→ **Your assignment**: Starting with the line that contains "Can you see the hardwood" and ending with the final line of the data below, print those lines exactly and nothing else.
******
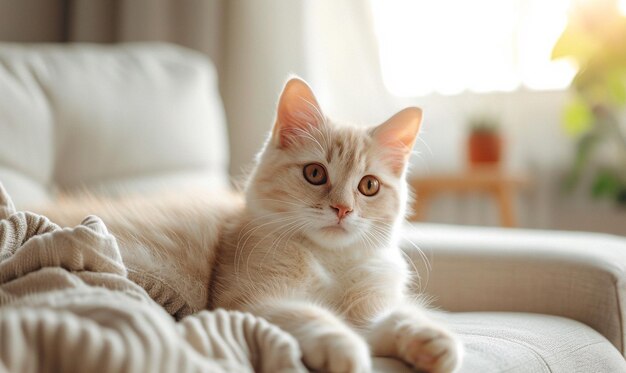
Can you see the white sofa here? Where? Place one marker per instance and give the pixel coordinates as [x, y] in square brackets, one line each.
[139, 116]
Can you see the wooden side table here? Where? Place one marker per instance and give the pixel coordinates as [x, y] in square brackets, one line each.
[501, 186]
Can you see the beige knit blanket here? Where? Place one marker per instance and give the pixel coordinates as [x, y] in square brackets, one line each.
[67, 305]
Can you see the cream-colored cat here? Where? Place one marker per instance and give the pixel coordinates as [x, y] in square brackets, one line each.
[314, 251]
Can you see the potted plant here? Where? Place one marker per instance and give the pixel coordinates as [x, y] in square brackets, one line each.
[484, 144]
[595, 39]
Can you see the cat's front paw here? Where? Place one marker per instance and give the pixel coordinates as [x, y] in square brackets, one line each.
[337, 352]
[429, 348]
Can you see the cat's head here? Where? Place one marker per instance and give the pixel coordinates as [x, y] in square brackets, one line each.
[339, 185]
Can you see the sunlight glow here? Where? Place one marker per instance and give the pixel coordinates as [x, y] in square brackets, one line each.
[450, 46]
[621, 4]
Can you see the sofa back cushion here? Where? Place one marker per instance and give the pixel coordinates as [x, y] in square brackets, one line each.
[137, 117]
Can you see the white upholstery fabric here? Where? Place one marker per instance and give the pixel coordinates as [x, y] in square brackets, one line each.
[107, 117]
[526, 343]
[581, 276]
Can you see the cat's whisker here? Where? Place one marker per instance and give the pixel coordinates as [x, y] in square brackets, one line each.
[278, 200]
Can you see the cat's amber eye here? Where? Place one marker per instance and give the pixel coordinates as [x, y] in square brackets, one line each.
[369, 185]
[315, 174]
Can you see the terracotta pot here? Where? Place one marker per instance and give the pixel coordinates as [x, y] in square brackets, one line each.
[484, 148]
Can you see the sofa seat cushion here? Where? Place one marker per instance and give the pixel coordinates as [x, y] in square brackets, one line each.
[108, 117]
[524, 342]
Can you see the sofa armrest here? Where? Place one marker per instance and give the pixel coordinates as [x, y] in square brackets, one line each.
[581, 276]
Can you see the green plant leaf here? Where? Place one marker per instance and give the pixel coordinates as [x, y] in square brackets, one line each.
[584, 148]
[616, 85]
[577, 118]
[606, 184]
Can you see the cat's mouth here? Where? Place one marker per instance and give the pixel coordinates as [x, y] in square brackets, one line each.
[337, 228]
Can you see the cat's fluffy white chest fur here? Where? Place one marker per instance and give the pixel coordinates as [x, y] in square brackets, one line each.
[345, 281]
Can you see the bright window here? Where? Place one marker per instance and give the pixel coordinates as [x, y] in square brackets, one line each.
[452, 46]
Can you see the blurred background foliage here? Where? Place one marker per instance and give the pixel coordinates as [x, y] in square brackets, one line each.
[595, 38]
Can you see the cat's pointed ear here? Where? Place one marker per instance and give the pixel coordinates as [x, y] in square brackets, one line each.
[397, 135]
[298, 112]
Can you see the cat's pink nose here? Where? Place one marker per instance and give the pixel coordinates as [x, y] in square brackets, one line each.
[341, 210]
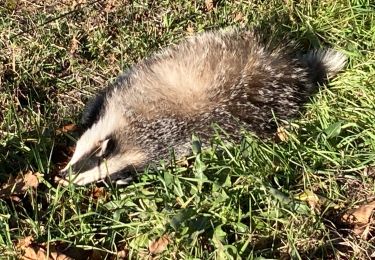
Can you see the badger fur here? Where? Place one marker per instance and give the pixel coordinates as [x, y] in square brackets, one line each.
[229, 78]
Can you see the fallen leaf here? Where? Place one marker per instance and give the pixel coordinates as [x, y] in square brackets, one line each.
[369, 171]
[67, 128]
[311, 198]
[190, 30]
[360, 219]
[238, 17]
[282, 134]
[29, 251]
[98, 193]
[20, 184]
[73, 45]
[159, 245]
[209, 5]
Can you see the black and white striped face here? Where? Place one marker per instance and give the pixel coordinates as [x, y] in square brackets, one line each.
[104, 151]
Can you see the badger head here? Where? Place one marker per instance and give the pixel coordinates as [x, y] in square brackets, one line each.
[107, 149]
[119, 143]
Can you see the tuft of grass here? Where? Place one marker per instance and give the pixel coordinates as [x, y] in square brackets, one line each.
[247, 200]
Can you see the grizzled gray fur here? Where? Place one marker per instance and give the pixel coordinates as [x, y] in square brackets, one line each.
[227, 78]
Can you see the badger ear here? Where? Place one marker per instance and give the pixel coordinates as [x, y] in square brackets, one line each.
[93, 110]
[106, 147]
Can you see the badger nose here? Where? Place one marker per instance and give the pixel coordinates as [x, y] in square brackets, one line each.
[61, 177]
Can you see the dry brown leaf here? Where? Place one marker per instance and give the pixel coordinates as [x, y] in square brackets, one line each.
[190, 30]
[67, 128]
[282, 134]
[209, 5]
[359, 218]
[73, 48]
[28, 251]
[238, 17]
[159, 245]
[20, 184]
[98, 193]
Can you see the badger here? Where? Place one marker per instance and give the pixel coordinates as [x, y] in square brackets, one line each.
[229, 78]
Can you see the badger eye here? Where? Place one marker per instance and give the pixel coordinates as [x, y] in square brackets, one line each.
[105, 148]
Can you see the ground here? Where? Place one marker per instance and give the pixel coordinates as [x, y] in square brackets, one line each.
[305, 194]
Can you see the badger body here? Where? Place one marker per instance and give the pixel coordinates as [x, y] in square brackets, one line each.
[229, 78]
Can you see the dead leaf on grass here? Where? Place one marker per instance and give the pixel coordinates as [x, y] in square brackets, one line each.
[281, 134]
[98, 193]
[360, 219]
[20, 184]
[67, 128]
[159, 245]
[238, 17]
[209, 5]
[28, 251]
[190, 30]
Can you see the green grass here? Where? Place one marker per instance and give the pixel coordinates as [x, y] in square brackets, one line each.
[234, 200]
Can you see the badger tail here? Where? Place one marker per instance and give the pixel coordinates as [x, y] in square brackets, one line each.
[324, 64]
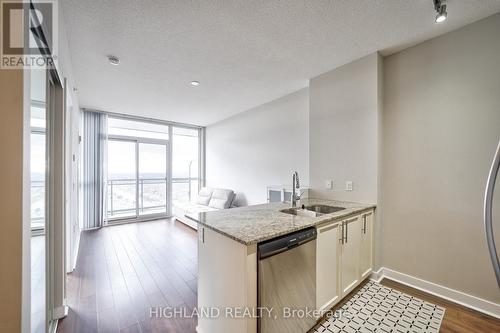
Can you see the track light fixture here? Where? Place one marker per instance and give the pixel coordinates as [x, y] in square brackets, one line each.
[441, 13]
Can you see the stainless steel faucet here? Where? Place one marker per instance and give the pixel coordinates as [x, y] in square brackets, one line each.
[295, 186]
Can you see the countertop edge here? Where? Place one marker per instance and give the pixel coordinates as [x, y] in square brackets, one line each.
[312, 224]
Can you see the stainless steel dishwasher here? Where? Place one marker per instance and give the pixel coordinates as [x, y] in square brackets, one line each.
[287, 282]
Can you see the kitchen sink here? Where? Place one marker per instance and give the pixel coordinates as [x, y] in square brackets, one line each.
[324, 209]
[312, 211]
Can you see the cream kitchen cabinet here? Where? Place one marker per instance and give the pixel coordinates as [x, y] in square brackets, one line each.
[350, 253]
[366, 253]
[343, 258]
[327, 266]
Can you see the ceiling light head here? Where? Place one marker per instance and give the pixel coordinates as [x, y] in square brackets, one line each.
[441, 13]
[113, 60]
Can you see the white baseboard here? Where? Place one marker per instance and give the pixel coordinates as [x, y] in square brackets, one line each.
[452, 295]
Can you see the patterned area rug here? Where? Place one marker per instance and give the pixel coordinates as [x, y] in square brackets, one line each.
[376, 308]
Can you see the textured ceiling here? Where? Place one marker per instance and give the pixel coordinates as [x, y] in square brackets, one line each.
[244, 53]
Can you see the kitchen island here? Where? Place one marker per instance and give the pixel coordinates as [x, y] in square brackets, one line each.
[228, 258]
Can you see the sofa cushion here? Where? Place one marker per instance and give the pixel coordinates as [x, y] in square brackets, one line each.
[221, 198]
[204, 196]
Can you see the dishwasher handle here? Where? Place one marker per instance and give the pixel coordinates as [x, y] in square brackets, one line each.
[285, 243]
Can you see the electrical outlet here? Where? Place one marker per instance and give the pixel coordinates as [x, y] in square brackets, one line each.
[348, 185]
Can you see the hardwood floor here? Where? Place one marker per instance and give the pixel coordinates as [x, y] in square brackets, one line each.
[124, 270]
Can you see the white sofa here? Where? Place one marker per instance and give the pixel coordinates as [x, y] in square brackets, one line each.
[209, 199]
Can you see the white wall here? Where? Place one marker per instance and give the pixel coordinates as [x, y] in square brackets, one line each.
******
→ **Output for this task**:
Can you see the hardwood floor here? Where? Place one marker per instance and give the pixel coordinates as [x, y] in square brackets, one line each.
[124, 270]
Can you see the white sofa here? Where? Place one marker per instance and give the pixel coordinates as [x, y] in square brackets, one line each.
[209, 199]
Can you see the white wall here? Where? Place one marker per instance and give the pixel coordinates as [x, y] in square brackets, one line each.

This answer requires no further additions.